Di fermarsi non ne vuole proprio sapere. “Chi si ferma – sorride – muore”. E lui, Massimo Giuseppe Di Martino, 64 anni, primario del pronto soccorso del Sant’Antonio Abate di Trapani in pensione da tre giorni, sta già lavorando per il futuro: portare a Trapani i Master universitari per le urgenze e le emergenze ed aprire una scuola specialistica per medici e infermieri. Insomma, grazie al suo impegno la Sanità trapanese potrebbe fare il definitivo “salto di qualità”.
Dopo 36 anni di servizio, Di Martino ha smesso il camice bianco che era la sua seconda pelle.
Laureatosi quando aveva 24 anni, quattro anni dopo si è specializzato in chirurgia d’urgenza, diventando se non addirittura il più giovane chirurgo d’Italia, uno dei più giovani. Senza dubbio. Nel 2009, l’incarico di primario del pronto soccorso dove dal 1977 al 1984 aveva svolto volontariato.

--- --- ---

**ESPLORA IL MATERIALE:**
**1.** Nel testo su Di Martino, per quanti anni ha prestato servizio prima di lasciare il camice bianco?
**2.** Continua il testo su Di Martino a partire dall'ultima frase.
Le righe che seguono non servono per questo lavoro.

--- --- ---

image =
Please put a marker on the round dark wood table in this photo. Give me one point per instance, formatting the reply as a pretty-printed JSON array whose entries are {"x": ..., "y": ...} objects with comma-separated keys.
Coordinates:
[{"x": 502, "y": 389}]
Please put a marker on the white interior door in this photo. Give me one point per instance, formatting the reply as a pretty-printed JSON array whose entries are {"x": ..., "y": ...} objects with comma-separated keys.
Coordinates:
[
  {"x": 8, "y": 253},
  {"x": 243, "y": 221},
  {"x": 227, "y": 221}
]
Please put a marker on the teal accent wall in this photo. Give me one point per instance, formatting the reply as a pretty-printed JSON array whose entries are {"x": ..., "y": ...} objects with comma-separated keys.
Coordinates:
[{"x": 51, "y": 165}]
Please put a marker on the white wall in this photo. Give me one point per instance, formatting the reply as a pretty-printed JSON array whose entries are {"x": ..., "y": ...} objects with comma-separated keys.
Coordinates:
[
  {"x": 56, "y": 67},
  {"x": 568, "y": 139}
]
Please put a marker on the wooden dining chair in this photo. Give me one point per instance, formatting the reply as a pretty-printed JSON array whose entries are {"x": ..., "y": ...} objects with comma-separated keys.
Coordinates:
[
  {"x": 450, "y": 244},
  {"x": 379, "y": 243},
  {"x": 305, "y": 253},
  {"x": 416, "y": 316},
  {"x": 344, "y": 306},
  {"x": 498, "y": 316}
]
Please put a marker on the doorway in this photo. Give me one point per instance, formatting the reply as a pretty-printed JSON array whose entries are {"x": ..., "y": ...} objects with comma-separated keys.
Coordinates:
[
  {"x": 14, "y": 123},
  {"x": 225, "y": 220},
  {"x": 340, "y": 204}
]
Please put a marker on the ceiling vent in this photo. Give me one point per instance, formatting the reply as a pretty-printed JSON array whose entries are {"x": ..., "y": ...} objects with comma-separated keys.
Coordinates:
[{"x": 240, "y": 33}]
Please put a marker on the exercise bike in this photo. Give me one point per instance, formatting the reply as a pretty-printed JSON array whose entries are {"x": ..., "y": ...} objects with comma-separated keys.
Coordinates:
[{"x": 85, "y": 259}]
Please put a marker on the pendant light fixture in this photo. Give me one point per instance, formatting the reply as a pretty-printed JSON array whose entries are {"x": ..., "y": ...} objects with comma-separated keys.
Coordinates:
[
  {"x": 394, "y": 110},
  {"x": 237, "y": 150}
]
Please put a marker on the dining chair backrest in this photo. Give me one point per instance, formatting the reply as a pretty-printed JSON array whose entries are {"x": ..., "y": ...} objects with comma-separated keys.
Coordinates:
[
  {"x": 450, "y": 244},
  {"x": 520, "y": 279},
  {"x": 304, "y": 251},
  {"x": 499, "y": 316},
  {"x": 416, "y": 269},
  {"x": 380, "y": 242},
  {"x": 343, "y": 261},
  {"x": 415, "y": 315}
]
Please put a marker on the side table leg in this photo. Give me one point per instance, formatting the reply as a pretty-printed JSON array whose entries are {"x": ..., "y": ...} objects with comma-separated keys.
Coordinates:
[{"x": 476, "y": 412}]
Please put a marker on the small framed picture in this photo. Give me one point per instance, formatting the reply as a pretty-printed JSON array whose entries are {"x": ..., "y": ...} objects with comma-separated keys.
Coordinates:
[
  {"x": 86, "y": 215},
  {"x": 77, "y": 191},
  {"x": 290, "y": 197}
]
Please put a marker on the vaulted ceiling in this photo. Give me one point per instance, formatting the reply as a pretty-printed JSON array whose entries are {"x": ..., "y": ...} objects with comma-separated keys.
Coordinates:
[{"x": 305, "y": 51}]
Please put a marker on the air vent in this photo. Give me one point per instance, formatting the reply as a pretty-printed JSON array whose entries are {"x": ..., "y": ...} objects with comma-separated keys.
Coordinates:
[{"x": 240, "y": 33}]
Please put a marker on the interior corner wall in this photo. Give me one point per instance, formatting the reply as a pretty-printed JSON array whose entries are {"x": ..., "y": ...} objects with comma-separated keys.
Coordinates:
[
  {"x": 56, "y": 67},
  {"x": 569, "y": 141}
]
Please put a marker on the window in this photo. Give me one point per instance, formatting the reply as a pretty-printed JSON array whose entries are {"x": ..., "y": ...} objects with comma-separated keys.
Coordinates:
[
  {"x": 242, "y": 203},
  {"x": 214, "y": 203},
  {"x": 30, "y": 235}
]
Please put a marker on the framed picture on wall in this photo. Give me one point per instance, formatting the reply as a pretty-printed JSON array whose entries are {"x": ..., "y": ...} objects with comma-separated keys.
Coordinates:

--- --- ---

**RISPOSTE ALL'ESERCIZIO:**
**1.** Per 36 anni.

**2.**
Un anno dopo, l’ospedale Sant’Antonio Abate si è visto dimezzare i posti-letto, passati da 400 a 200. “Nonostante ciò – dice – non abbiamo mai rifiutato un ricovero, assistendo tutti i pazienti che si presentavano al nosocomio. Per questo di recente siamo stati anche premiati”. Di battaglie ne ha fatte tante. Una su tutte, quella per dotare il Sant’Antonio Abate, e gli altri presidi del Trapanese, di ecografo. Otto anni di lotta, poi finalmente la gara. Tra ottobre e novembre, dovrebbe arrivare la strumentazione richiesta. Di Martino è stato anche in prima linea per la pandemia. “ Il 31 gennaio – afferma – è scattata l’emergenza Covid. Il protocollo adottato ha funzionato. Venti i casi sospetti, trattati prima nella tenda allestita davanti al pronto soccorso e poi nel reparto malattie infettive. E poi l’enorme lavoro svolto per individuare i contatti delle persone che nel Trapanese sono risultate positive. E’ andata bene. Siamo stati fortunati, è vero. Ma noi ci abbiamo messo del nostro”.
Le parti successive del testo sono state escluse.